● WHAT TO DO: Would you please return the line containing "Tag every instance of the wooden table" and all the lines after it through the end of the records below, unchanged and on their own?

● INPUT FOR THIS TASK:
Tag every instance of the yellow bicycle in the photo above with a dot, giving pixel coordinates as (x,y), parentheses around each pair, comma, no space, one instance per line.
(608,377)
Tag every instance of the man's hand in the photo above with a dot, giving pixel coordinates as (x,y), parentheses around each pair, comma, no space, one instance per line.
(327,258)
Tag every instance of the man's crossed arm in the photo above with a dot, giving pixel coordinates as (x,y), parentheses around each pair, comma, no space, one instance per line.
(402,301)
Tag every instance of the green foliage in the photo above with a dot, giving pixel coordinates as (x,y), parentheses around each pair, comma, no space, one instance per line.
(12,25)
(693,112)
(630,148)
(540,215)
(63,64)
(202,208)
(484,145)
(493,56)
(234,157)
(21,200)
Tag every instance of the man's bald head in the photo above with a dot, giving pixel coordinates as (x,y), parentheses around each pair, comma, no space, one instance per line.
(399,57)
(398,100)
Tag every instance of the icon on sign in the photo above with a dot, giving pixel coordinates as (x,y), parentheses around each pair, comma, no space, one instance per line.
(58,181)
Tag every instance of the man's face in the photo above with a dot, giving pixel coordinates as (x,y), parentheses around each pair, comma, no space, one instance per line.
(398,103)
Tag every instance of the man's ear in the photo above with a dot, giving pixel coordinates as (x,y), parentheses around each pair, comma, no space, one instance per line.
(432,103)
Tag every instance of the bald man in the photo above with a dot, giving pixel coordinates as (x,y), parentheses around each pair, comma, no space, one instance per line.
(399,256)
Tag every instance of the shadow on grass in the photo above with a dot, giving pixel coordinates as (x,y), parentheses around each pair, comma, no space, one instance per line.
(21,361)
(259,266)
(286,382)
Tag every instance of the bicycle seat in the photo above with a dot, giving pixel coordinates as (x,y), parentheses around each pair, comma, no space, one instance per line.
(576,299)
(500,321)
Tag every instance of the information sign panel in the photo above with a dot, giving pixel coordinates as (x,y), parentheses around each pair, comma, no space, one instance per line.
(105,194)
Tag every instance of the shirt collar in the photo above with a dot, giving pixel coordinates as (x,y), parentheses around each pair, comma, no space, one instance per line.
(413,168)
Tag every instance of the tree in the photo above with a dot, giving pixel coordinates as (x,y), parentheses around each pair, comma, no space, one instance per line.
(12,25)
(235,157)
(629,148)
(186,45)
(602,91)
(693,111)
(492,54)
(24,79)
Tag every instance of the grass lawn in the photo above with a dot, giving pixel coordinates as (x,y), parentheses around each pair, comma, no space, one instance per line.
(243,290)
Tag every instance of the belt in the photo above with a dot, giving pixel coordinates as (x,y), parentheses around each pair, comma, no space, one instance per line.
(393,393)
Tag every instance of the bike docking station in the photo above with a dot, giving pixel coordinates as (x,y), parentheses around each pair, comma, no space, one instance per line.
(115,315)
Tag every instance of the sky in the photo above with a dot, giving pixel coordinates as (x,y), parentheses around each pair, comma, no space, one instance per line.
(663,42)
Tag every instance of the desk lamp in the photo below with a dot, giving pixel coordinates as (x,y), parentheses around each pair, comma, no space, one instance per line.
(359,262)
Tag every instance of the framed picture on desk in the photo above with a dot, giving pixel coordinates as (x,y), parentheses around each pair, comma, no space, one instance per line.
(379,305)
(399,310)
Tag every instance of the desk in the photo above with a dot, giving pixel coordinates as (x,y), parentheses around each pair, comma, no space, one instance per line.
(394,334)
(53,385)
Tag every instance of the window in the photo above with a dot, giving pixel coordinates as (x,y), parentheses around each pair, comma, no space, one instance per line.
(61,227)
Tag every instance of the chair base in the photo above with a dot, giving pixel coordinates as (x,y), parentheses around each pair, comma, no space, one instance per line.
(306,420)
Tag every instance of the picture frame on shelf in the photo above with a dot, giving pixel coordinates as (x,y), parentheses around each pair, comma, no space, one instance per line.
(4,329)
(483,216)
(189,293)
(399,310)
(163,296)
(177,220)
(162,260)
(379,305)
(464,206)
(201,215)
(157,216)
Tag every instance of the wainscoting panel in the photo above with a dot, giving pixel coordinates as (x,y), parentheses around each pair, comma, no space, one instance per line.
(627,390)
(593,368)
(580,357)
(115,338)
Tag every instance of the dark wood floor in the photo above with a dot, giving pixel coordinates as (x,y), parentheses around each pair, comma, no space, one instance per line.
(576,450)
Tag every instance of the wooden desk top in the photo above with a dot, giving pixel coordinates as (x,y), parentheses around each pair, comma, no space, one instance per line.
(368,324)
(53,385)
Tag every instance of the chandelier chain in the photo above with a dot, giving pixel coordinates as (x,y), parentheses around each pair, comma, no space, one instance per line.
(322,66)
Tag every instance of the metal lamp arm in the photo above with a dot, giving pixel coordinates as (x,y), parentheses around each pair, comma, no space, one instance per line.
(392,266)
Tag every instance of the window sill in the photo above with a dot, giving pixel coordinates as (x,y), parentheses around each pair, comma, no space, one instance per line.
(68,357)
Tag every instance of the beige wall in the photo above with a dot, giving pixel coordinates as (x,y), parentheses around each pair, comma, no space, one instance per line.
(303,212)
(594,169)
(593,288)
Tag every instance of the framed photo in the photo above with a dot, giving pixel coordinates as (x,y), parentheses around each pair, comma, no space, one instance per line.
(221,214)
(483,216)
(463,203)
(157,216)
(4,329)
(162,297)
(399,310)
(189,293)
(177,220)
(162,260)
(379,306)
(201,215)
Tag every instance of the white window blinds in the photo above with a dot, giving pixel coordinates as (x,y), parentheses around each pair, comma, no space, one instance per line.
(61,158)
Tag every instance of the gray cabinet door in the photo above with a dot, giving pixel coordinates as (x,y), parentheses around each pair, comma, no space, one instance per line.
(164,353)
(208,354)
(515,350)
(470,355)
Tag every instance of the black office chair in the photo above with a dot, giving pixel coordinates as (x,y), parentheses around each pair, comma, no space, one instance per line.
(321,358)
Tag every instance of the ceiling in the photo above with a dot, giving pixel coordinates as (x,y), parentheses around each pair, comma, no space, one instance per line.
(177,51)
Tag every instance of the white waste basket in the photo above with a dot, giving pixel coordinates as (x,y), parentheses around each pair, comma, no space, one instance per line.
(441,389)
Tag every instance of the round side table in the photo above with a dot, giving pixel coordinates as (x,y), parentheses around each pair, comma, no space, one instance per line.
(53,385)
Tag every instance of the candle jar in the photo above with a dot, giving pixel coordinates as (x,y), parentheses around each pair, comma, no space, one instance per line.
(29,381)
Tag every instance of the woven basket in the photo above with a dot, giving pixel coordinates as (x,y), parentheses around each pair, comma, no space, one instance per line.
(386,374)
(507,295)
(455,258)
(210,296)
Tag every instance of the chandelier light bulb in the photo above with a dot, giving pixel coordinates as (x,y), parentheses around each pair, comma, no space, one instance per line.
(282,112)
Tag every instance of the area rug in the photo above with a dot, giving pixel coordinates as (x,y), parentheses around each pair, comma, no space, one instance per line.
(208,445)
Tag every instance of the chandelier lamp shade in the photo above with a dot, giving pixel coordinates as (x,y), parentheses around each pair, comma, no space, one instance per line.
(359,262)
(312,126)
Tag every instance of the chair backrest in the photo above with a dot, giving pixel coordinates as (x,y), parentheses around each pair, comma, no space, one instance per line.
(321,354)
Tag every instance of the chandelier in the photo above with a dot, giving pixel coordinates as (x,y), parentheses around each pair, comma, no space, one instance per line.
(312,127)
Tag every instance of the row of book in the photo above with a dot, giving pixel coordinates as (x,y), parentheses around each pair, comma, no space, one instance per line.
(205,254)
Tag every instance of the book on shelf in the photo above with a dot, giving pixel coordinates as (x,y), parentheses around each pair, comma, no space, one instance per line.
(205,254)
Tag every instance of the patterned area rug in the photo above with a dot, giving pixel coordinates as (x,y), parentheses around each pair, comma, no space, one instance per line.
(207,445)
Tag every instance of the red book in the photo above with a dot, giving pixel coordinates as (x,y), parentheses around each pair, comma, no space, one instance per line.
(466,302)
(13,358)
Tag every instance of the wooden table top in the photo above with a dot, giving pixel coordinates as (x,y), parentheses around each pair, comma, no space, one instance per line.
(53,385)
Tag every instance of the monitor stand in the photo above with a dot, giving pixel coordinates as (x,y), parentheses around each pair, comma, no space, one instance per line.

● OUTPUT OF THE TASK:
Tag every instance of the wooden table top in the photo above with a dot, giving pixel coordinates as (x,y), parentheses around each pair, comma, no space, one instance per line.
(53,385)
Tag every instance of the monitor stand in the photo above with a dot, giving pixel coordinates as (x,y), parentheses around each pair, comma, no space, one instance per line.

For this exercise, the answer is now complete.